:: Texte source

IV. LA PLURIACTIVITÉ EN MONTAGNE : UN RÉVÉLATEUR DES BESOINS D'ADAPTATION, D'EXPÉRIMENTATION ET D'ASSOUPLISSEMENT DES CONTRAINTES
La
situation des pluriactifs montagnards illustre au plan social la
nécessité de l'adaptation des dispositions de portée
générale à la spécificité de la montagne
fixées par l'article 8 de la loi du 9 janvier
1985.
La loi montagne énonce en matière de pluriactivité et de
travail saisonnier deux principes :
- l'article 59 prévoit une continuité de garantie pour les
risques dont la couverture est subordonnée à une durée
minimale d'assurance ou un montant minimum de cotisation et précise
qu'
« afin de préserver les intéressés des
excès de complexité que peut engendrer la pluralité des
régimes de protection sociale dans les zones de montagne (...) les
organismes de sécurité sociale mettent en place des guichets
uniques d'information et de conseil destinés aux travailleurs
pluriactifs.

::::

Reprenez le passage du texte sur la pluriactivité en montagne qui commence aux mots « La loi montagne » et s'arrête après « pluriactifs. ». Renommez-y « organismes de sécurité sociale » en « caisses de sécurité sociale ».

:: Données fournies

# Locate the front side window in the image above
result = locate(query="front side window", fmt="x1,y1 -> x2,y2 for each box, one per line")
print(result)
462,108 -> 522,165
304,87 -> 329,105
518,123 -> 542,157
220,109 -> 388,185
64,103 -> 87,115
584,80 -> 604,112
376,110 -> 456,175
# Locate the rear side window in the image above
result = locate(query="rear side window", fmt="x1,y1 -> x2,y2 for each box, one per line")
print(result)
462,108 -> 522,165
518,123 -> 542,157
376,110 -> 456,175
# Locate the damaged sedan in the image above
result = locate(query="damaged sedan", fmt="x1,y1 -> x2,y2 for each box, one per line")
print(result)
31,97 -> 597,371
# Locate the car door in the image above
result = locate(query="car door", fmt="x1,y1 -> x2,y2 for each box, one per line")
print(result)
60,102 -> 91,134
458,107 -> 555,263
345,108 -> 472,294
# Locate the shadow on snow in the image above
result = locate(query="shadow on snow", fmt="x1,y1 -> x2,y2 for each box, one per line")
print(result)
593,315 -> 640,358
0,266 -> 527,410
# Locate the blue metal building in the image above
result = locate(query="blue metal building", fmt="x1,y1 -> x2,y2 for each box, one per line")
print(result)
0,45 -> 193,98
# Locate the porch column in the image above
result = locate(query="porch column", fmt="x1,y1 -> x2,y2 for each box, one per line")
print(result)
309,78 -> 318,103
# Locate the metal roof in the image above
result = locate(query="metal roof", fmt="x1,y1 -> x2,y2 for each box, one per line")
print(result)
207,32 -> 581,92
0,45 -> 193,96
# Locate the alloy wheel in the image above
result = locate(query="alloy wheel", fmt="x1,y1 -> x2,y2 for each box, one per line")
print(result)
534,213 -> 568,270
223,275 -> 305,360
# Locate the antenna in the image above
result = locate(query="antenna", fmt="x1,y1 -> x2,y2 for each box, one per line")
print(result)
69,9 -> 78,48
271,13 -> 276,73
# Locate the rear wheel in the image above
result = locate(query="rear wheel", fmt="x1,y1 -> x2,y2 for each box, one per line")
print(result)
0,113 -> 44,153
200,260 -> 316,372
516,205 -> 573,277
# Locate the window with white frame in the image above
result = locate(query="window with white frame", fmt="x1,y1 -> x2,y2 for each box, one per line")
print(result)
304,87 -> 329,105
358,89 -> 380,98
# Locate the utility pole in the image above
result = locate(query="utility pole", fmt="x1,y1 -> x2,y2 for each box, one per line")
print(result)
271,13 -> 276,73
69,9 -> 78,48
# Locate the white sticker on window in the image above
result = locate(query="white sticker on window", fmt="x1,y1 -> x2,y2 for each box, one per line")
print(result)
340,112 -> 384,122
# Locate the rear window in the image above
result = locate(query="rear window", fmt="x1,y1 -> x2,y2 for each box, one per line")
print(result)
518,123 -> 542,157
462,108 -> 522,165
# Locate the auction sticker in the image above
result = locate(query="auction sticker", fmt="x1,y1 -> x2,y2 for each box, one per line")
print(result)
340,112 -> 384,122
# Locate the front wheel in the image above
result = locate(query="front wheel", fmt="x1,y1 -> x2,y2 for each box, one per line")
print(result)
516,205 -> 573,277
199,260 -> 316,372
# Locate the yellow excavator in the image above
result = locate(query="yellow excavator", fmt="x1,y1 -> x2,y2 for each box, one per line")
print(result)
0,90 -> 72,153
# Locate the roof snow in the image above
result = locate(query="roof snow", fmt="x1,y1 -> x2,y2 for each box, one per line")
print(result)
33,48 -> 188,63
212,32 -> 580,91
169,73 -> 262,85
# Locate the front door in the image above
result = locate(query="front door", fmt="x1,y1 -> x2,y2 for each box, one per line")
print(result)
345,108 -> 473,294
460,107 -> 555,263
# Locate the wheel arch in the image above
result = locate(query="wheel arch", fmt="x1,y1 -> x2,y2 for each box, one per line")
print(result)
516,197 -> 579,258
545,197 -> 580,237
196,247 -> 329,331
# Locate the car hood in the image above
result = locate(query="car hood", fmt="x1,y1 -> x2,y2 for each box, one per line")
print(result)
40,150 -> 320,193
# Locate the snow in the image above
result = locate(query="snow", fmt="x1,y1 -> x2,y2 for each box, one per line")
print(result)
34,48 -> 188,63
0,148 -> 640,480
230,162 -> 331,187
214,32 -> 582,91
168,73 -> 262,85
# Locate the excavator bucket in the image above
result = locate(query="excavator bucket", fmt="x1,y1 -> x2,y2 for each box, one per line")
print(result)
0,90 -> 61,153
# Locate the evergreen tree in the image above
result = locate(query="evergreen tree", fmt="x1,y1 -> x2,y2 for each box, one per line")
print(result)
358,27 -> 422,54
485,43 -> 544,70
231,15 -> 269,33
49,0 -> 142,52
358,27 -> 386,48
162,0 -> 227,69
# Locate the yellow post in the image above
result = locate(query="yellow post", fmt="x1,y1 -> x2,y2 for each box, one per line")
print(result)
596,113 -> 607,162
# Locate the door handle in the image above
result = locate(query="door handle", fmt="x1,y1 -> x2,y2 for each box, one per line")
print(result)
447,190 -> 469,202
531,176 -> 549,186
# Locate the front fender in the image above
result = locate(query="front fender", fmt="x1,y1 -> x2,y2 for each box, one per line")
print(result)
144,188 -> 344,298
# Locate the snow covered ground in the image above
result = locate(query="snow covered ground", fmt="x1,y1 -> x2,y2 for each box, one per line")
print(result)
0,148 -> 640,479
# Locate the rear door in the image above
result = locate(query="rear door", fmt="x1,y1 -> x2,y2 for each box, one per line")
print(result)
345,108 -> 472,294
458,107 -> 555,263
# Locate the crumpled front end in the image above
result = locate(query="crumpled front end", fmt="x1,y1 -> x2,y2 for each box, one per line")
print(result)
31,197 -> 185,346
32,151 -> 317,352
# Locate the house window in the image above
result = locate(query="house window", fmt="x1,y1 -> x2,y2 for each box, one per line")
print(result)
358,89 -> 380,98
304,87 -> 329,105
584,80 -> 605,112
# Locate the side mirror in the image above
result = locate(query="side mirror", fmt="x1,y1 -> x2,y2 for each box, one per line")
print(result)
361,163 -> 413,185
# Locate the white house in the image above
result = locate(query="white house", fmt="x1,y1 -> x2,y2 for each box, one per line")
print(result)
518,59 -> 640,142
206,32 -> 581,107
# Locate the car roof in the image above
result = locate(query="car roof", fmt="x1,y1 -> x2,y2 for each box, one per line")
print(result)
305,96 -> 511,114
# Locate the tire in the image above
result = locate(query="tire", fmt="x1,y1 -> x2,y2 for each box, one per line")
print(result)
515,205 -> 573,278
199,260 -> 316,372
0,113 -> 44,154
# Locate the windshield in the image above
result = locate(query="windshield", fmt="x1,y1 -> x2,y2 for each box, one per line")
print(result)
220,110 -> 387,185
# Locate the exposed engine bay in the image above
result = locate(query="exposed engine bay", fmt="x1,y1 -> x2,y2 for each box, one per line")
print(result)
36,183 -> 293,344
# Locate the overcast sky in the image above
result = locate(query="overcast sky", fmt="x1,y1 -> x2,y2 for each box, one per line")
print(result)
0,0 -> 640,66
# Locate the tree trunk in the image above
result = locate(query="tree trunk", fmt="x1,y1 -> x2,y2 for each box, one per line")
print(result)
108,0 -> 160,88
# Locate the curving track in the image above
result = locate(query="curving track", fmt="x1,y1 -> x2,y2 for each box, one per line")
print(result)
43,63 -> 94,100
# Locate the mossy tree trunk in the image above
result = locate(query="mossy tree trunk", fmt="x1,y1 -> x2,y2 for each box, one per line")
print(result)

::::

Réponse:
La loi montagne énonce en matière de pluriactivité et de
travail saisonnier deux principes :
- l'article 59 prévoit une continuité de garantie pour les
risques dont la couverture est subordonnée à une durée
minimale d'assurance ou un montant minimum de cotisation et précise
qu'
« afin de préserver les intéressés des
excès de complexité que peut engendrer la pluralité des
régimes de protection sociale dans les zones de montagne (...) les
caisses de sécurité sociale mettent en place des guichets
uniques d'information et de conseil destinés aux travailleurs
pluriactifs.